Exercise instructions
Extract each line of the items below that contains the word "blue".

Stored data
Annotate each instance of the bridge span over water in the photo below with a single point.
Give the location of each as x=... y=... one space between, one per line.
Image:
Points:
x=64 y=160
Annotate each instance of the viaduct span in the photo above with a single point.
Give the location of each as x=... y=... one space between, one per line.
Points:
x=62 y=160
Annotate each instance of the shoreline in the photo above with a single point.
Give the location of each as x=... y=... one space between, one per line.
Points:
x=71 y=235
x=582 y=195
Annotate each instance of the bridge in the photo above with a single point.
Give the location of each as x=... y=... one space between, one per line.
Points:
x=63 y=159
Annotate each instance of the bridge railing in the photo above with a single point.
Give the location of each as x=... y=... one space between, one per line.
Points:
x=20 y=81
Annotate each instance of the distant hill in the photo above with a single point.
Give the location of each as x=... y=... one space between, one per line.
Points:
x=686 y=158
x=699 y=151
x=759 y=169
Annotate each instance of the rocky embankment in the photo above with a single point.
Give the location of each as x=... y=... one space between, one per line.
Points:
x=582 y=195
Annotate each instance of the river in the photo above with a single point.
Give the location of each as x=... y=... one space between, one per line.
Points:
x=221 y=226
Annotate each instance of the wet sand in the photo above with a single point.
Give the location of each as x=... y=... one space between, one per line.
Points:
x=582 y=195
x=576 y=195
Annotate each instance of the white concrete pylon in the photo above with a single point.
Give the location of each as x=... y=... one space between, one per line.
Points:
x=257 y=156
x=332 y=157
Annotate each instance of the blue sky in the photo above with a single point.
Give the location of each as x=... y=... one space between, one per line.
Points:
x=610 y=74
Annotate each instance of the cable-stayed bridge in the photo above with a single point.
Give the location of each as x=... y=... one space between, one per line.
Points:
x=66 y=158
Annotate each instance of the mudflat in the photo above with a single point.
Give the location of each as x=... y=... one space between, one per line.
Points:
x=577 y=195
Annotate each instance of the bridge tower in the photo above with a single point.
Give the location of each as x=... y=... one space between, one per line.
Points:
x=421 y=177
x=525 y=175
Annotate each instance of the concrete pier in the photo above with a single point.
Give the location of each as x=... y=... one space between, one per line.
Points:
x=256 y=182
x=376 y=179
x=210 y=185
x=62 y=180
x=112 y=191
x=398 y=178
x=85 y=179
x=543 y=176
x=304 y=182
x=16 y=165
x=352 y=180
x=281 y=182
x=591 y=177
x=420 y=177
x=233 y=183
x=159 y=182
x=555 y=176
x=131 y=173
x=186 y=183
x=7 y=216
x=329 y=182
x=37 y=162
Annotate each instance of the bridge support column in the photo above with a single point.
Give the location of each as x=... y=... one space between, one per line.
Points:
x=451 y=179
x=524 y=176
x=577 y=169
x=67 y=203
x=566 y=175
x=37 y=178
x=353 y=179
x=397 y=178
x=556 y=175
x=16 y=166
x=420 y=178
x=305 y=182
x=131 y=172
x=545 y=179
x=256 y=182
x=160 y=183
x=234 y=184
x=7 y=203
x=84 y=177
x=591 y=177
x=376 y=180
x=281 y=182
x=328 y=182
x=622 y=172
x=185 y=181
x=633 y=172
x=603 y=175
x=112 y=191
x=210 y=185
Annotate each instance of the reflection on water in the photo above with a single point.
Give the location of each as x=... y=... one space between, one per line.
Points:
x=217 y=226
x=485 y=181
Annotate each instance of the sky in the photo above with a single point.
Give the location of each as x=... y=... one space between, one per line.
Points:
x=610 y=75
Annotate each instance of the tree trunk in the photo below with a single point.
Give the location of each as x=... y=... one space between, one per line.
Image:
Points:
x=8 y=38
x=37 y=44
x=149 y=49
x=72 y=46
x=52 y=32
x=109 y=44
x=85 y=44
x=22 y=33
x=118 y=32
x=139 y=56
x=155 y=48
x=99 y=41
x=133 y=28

==

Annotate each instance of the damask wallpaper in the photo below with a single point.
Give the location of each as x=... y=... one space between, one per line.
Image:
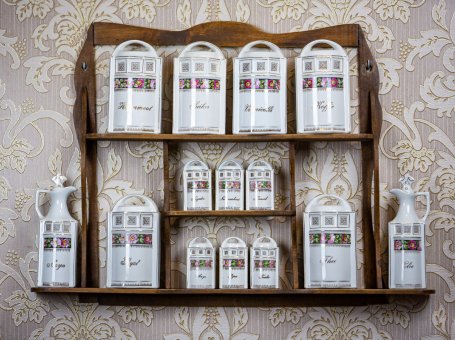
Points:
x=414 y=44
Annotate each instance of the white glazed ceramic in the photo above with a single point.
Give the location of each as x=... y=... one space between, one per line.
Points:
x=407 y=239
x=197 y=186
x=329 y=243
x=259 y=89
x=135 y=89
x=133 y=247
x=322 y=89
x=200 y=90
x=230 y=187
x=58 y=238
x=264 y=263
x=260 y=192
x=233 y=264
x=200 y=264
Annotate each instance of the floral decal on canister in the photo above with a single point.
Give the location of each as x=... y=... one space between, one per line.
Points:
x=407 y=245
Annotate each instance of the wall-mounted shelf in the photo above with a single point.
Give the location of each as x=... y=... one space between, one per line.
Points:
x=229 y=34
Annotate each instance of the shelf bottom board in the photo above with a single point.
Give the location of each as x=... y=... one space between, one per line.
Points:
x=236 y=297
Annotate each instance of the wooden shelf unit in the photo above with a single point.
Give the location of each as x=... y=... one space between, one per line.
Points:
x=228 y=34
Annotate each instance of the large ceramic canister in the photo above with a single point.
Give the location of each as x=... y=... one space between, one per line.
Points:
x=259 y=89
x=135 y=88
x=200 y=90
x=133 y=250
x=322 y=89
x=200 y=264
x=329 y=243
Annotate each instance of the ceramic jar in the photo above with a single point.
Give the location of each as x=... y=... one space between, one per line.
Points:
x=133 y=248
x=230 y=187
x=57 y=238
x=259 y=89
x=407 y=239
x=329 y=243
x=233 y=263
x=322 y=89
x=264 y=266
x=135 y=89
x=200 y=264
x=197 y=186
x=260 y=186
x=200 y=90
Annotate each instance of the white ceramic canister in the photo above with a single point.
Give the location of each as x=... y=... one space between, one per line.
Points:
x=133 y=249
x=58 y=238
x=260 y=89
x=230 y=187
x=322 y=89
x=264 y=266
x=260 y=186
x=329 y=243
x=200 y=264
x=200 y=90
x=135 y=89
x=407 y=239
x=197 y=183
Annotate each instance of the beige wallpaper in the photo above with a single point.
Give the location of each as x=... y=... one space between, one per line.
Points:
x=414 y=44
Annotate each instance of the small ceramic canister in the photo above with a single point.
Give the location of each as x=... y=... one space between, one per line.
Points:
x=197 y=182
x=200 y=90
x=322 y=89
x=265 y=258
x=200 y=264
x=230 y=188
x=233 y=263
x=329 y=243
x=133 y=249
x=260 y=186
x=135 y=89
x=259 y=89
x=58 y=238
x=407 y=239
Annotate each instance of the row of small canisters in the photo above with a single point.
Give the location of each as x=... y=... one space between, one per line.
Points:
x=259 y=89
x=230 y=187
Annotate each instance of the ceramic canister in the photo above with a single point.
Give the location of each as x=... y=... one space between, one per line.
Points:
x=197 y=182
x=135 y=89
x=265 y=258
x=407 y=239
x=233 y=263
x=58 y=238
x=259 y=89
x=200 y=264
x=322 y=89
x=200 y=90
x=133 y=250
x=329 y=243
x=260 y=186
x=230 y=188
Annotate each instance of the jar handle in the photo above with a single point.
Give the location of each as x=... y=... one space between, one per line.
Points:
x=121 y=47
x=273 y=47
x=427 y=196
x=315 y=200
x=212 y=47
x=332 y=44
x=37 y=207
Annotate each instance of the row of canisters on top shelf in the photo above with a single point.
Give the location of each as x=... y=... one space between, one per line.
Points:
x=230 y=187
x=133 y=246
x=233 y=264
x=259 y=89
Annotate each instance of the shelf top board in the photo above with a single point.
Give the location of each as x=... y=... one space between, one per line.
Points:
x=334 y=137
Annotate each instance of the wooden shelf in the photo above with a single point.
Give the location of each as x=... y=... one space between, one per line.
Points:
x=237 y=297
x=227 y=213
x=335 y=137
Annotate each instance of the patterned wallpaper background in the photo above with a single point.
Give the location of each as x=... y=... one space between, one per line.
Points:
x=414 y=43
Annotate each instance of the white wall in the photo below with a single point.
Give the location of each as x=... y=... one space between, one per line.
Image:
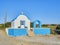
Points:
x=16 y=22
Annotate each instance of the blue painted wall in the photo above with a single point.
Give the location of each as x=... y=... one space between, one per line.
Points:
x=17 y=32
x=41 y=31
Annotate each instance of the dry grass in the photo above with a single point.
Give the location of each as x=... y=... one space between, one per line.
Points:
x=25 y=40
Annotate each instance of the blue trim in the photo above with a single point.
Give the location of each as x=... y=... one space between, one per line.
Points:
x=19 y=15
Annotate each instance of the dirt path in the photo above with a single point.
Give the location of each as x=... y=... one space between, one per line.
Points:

Task result
Annotate each instance of the blue sky in the photo above with a single point.
Annotate each instance of the blue painted wall in the photo above with a single point.
Annotate each instance of the blue trim in the photo above with a single point.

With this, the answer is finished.